ABOUT THIS TASK
Please give the data again in full, precisely as it is written.

----

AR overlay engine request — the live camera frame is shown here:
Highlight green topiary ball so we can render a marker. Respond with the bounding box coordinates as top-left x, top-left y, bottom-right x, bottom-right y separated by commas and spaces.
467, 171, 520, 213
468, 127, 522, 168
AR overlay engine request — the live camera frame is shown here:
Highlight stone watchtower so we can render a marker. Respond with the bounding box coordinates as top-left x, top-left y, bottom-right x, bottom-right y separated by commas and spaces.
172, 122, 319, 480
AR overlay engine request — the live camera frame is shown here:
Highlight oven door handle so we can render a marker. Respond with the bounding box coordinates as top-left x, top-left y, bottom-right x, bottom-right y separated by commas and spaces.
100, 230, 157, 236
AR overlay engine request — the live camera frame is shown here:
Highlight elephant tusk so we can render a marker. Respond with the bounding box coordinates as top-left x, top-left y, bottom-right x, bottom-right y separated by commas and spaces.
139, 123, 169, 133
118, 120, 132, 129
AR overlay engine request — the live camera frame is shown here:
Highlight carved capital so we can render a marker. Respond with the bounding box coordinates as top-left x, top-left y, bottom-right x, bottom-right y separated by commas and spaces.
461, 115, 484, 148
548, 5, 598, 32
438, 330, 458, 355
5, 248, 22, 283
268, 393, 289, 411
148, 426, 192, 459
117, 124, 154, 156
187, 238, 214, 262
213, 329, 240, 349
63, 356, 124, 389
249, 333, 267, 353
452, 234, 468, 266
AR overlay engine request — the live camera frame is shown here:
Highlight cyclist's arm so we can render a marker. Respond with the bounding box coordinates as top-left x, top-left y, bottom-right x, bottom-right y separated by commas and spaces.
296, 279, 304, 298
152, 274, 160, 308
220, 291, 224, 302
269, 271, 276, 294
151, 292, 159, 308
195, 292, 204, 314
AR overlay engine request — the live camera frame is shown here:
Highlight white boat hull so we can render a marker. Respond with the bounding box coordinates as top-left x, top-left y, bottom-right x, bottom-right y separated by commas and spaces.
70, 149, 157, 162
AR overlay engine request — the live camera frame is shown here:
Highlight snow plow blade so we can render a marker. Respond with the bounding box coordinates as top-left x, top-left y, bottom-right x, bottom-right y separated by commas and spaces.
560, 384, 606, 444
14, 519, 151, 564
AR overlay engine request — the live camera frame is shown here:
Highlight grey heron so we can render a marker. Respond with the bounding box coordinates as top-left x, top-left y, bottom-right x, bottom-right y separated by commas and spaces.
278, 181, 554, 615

----

RESPONSE TO THE TASK
AR overlay engine request — the live camera frame is shown here:
Highlight green topiary ball so we can render a marker. Respond with the bounding box coordinates as top-left x, top-left y, bottom-right x, bottom-right y separated by commas and spaces.
467, 171, 520, 213
468, 127, 522, 168
AR overlay engine request — the live camera frame is shown here:
Highlight stone watchtower so we can render a marker. Respond with the bounding box coordinates as top-left x, top-left y, bottom-right x, bottom-right y separated by commas and spaces.
172, 122, 319, 480
AR overlay engine request — the live camera frame is shown here:
Highlight oven door handle so we can render a marker. Respond with the bounding box coordinates as top-left x, top-left y, bottom-right x, bottom-right y separated by commas and spaces.
100, 230, 157, 236
AR overlay engine request — the live camera frame is shown here:
Highlight elephant tusk so we can render a marker. Respond with the bounding box coordinates as top-left x, top-left y, bottom-right x, bottom-right y separated by commas and spaces.
139, 123, 169, 133
118, 120, 132, 129
AR overlay engine request — the live camera frame is shown here:
Highlight carved capital so we can render a marker. Respond with the bounding box coordinates as top-left x, top-left y, bottom-right x, bottom-right y separated by commas and spaces.
461, 115, 484, 148
548, 5, 598, 32
438, 330, 458, 355
5, 248, 22, 283
268, 393, 289, 411
148, 426, 192, 459
117, 124, 154, 156
187, 238, 214, 262
213, 329, 240, 349
63, 356, 124, 389
249, 333, 267, 353
452, 234, 468, 266
AR overlay engine request — the live camera frame is shown here:
Highlight cyclist's arm so we can render a marker. Respond with the bounding box coordinates as top-left x, top-left y, bottom-right x, bottom-right y separated by commas and spaces.
296, 279, 304, 298
152, 274, 160, 308
220, 291, 224, 302
269, 271, 276, 294
151, 292, 159, 308
195, 292, 204, 314
AR overlay engine request — the live camera frame is shown here:
Highlight white boat hull so we can render a marker. Respond with the bounding box coordinates as top-left x, top-left y, bottom-right x, bottom-right y separated by commas and spaces.
70, 149, 157, 162
AR overlay engine request — the live camera frame is shown here:
Highlight snow plow blade so we can render a marker. Respond with the bounding box coordinates as top-left x, top-left y, bottom-right x, bottom-right y separated by commas and spaces.
560, 384, 606, 444
14, 519, 151, 564
AR overlay engine request — the live camera frame is shown here:
Highlight grey heron so we can render a marker. Respond with the bounding box coordinates as top-left x, top-left y, bottom-right x, bottom-right y separated by commas and spaces.
278, 181, 554, 615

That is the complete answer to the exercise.